[Énoncé écrit] D'après l'extrait consacré à l'amendement n° 314, combien de communes comptent plus de 20 000 habitants ?

La parole est à M. Bernard Reynès, pour défendre l’amendement n° 314.

M. Bernard Reynès. La loi de mars 2007 donne au maire un rôle pivot dans la mise en œuvre de la politique de prévention de la délinquance. Le présent amendement tend à décliner cette politique sur l’ensemble du territoire national, en tenant compte de la diversité des communes. En effet, sur les 36 000 communes qui composent notre territoire, seules 444 ont plus de 20 000 habitants. Il faut trouver des outils adaptés à la typologie de chacune des communes. C’est l’objet de cet amendement, qui propose une espèce de stratification de ceux-ci.

Dans les communes de plus de 20 000 habitants, il est créé, en plus du conseil local de sécurité et de prévention de la délinquance – CLSPD –, imposé par la loi de 2007, un conseil pour les droits et devoirs des familles – CDDF – cher à ma collègue Brigitte Barèges, ou une cellule de citoyenneté et de tranquillité publique – CCTP.

Dans les communes de moins de 20 000 habitants, peuvent être institués, pour renforcer l’opérationnalité de la loi, une cellule de citoyenneté et de tranquillité publique ou un conseil pour les droits et devoirs des familles, avec ou sans CLSPD, puisque toutes les communes ne bénéficient pas de la capacité d’ingénierie et d’expertise nécessaire.

Dans les communes de moins de 10 000 habitants, peuvent exister un conseil pour les droits et devoirs des familles ou une cellule de citoyenneté et de tranquillité publique, mais en intercommunalité, par le biais de conventions.

Je rappelle que la cellule de citoyenneté et de tranquillité publique réunit le Parquet, l’Éducation nationale, les forces de l’ordre et le travailleur social de la commune. Elle crée, autour du maire, une collégialité indispensable pour l’aider à prendre les décisions, collégialité qui se réunit, bien sûr, sous le sceau d’une charte de confidentialité.

[Informations fournies]
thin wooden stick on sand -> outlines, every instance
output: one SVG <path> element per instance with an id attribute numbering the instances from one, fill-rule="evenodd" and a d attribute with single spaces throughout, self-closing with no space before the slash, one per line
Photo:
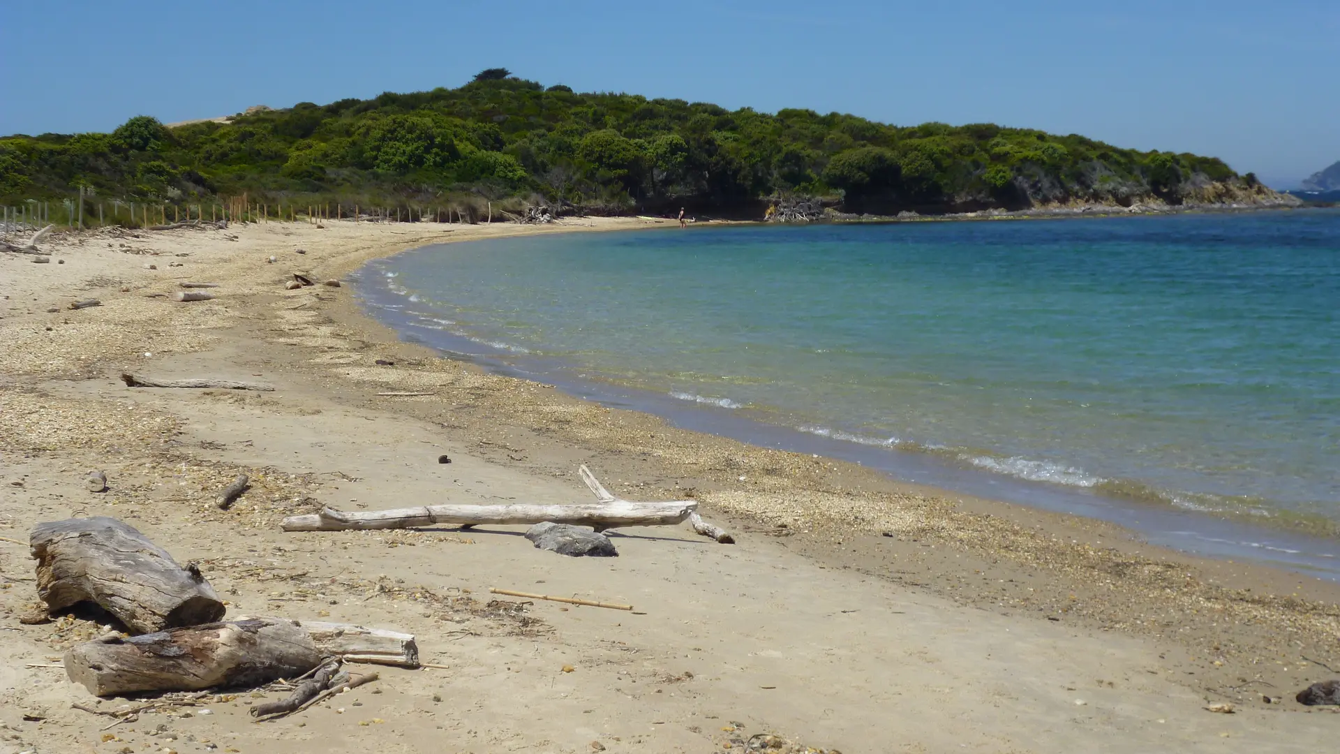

[Résultat de l'exercice] Seules 444 communes, sur les 36 000 du territoire, comptent plus de 20 000 habitants.